* **Stated task A**:
Rewrite the part of the passage on the year 1000 that opens with the words "By the beginning" and closes with "Romantics like Michelet.", putting "scholars" in place of "historians".
* **Stated task B**:
Turn the part of the listing that opens with the line containing "Task: point to every instance of the pool" and closes with the line containing "[[493, 147]]" into a numbered list. Include both of those lines and leave out any blank lines.

* **Extract to read**:

By the beginning of the twentieth century, however, historians had begun to realize the flaws in this picture. While terror-filled accounts do turn up in some literature from the period, they do not dominate it, and Western Europe in the decades following the year 1000 did not generally act like a society paralyzed by fear of the imminent end of the world or disappointed by the failure of its eschatological schedule. The eleventh century saw the great cathedrals begun and the crusades launched, following decades of increasing contact with Byzantium and the Levant. Western Christendom was an expanding, curious, inventive society-which is perhaps the chief reason historians generally believe that the "terrors of the year 1000" existed largely in the minds of nineteenth- century Romantics like Michelet.
Well, maybe not. Landes and other medievalists are taking a third look at the primary sources and finding both more and less in them than did their predecessors. It is true that nothing catastrophic happened to society around the beginning of the second millennium. On the other hand, it is not hard to find discussion about questions of universal eschatology in the writings of the period. Evidence of popular interest in these questions is fragmentary, but it is there. More accessible is the scholarly debate that arose about when the age might be expected to end.
Landes believes he detects a preference among writers of the period for Augustine's model of history, which downplays the catastrophic and revolutionary. Augustine, in most interpretations, preserved the events of the Endtime depicted in Revelation and the Prophets as literal expectations for the indefinite future. However, he was very wary of attempts to discern eschatological significance in the events of secular history. The proper Augustinian reaction to millenarian enthusiasm, particularly enthusiasm sparked by calendrical considerations, is thus to declare the time of the end to be unknowable. What many of the authorities around the year 1000 did, however, was to quibble about chronology. Accepting the old thesis that the world would last six thousand years, they answered doom-mongers with estimates for the age of the world that put the beginning of the seventh millennium a comfortable distance into the future. Such arguments were not always wholly convincing, and they had the disadvantage of leaving time bombs for later Augustinians. (The excitement about the year 1000 was perhaps a time bomb planted by Augustine himself.) Whether by accident or design, however, their immediate effect was to channel millenarian excitement into socially constructive paths.

* **Data excerpts**:
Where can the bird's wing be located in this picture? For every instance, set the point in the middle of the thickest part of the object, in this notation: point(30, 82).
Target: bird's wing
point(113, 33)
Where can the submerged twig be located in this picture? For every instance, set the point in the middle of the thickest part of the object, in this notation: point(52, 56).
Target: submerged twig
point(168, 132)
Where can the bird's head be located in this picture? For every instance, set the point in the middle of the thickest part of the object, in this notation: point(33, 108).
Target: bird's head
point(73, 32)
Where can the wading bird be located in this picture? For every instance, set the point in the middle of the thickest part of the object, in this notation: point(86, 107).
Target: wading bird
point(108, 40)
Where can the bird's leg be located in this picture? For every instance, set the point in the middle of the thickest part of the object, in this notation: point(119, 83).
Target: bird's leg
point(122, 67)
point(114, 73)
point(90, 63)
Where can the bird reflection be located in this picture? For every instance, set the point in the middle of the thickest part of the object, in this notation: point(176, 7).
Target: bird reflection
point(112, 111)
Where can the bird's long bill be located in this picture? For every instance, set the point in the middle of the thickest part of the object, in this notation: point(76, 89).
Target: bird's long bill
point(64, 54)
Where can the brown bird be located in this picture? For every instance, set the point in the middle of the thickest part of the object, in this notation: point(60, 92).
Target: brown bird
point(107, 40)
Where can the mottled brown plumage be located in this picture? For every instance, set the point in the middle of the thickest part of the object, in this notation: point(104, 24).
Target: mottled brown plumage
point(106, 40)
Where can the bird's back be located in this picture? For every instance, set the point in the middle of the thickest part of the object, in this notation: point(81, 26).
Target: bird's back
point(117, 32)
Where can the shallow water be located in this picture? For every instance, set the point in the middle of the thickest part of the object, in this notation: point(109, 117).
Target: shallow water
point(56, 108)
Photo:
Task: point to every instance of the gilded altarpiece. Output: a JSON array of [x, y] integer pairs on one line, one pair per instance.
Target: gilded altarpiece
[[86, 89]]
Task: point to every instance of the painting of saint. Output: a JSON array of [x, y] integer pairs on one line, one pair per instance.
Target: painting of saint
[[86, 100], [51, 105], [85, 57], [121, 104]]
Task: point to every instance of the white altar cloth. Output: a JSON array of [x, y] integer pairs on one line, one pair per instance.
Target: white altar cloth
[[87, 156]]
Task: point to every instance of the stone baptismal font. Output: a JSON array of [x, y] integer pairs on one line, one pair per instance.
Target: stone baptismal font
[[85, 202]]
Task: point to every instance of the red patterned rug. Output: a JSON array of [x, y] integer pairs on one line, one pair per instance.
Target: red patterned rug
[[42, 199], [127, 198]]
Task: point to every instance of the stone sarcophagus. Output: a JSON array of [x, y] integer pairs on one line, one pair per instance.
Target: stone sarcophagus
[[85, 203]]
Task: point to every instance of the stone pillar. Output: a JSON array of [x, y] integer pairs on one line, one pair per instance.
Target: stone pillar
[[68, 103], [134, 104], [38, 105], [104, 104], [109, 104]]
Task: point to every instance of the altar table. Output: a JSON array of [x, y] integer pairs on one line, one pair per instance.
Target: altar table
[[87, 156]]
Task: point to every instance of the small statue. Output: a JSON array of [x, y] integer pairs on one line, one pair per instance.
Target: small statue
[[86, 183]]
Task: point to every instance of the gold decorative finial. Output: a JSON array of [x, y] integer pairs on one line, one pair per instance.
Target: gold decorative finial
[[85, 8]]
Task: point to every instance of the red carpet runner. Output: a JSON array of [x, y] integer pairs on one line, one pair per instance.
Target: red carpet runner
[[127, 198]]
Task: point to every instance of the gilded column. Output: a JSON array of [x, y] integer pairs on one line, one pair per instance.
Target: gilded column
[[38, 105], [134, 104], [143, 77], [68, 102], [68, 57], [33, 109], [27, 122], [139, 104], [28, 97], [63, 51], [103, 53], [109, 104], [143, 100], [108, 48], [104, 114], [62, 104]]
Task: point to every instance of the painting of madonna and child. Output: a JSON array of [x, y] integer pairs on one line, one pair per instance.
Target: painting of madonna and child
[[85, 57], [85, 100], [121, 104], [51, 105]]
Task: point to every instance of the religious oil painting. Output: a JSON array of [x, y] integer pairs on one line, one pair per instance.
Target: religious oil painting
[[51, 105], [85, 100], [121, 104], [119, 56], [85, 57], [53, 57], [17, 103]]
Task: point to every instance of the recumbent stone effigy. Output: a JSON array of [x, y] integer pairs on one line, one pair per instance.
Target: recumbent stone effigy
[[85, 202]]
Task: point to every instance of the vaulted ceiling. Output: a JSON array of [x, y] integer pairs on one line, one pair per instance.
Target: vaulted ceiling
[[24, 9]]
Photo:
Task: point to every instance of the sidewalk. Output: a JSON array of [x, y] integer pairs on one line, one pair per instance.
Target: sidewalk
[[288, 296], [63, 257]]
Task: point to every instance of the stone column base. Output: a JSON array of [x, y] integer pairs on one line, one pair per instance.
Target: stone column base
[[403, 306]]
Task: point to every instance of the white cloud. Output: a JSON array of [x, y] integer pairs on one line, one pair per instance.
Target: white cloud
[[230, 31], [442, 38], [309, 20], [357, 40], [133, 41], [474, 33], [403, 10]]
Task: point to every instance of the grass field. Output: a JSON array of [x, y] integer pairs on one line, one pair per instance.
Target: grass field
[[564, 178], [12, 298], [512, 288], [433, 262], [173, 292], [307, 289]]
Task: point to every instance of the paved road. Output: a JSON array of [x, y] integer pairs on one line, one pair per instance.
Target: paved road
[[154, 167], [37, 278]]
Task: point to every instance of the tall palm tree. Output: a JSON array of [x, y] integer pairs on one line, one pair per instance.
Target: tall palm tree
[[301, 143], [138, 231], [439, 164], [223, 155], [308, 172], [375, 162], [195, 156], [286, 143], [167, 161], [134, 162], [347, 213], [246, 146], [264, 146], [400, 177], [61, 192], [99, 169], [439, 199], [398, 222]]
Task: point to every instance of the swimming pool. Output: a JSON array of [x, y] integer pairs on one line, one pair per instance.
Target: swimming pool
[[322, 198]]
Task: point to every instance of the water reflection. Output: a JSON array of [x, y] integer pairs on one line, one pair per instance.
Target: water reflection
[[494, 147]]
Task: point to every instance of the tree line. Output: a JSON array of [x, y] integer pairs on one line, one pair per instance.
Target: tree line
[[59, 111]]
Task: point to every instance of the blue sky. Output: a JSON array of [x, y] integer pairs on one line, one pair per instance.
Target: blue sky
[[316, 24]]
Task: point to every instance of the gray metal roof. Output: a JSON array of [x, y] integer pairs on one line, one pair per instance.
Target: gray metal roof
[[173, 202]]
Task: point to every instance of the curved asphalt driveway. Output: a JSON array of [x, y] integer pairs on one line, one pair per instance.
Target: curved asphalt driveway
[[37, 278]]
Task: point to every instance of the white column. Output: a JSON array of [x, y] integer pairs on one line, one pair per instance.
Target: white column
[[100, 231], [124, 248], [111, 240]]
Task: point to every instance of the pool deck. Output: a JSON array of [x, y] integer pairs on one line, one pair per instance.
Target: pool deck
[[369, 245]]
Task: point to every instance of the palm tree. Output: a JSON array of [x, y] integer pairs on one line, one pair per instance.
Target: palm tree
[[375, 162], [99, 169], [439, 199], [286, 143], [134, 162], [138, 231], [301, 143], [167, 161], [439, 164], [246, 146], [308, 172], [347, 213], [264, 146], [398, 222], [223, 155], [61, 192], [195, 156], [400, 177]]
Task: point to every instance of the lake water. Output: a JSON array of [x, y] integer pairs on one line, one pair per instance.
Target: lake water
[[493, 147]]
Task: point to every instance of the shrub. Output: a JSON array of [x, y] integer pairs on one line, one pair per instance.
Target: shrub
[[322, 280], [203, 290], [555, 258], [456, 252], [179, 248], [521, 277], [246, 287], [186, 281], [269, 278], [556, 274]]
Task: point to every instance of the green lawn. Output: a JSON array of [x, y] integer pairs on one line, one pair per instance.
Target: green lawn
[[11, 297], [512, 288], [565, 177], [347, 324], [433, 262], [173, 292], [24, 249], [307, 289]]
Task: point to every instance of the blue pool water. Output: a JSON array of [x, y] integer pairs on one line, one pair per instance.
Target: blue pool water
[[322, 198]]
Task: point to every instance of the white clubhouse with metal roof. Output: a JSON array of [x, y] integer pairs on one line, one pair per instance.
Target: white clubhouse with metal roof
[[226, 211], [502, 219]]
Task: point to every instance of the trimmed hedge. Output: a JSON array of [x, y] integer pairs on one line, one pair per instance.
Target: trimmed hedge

* **Right answer A**:
By the beginning of the twentieth century, however, scholars had begun to realize the flaws in this picture. While terror-filled accounts do turn up in some literature from the period, they do not dominate it, and Western Europe in the decades following the year 1000 did not generally act like a society paralyzed by fear of the imminent end of the world or disappointed by the failure of its eschatological schedule. The eleventh century saw the great cathedrals begun and the crusades launched, following decades of increasing contact with Byzantium and the Levant. Western Christendom was an expanding, curious, inventive society-which is perhaps the chief reason scholars generally believe that the "terrors of the year 1000" existed largely in the minds of nineteenth- century Romantics like Michelet.

* **Right answer B**:
1. Task: point to every instance of the pool deck. Output: a JSON array of [x, y] integer pairs on one line, one pair per instance.
2. Target: pool deck
3. [[369, 245]]
4. Task: point to every instance of the palm tree. Output: a JSON array of [x, y] integer pairs on one line, one pair per instance.
5. Target: palm tree
6. [[375, 162], [99, 169], [439, 199], [286, 143], [134, 162], [138, 231], [301, 143], [167, 161], [439, 164], [246, 146], [308, 172], [347, 213], [264, 146], [398, 222], [223, 155], [61, 192], [195, 156], [400, 177]]
7. Task: point to every instance of the lake water. Output: a JSON array of [x, y] integer pairs on one line, one pair per instance.
8. Target: lake water
9. [[493, 147]]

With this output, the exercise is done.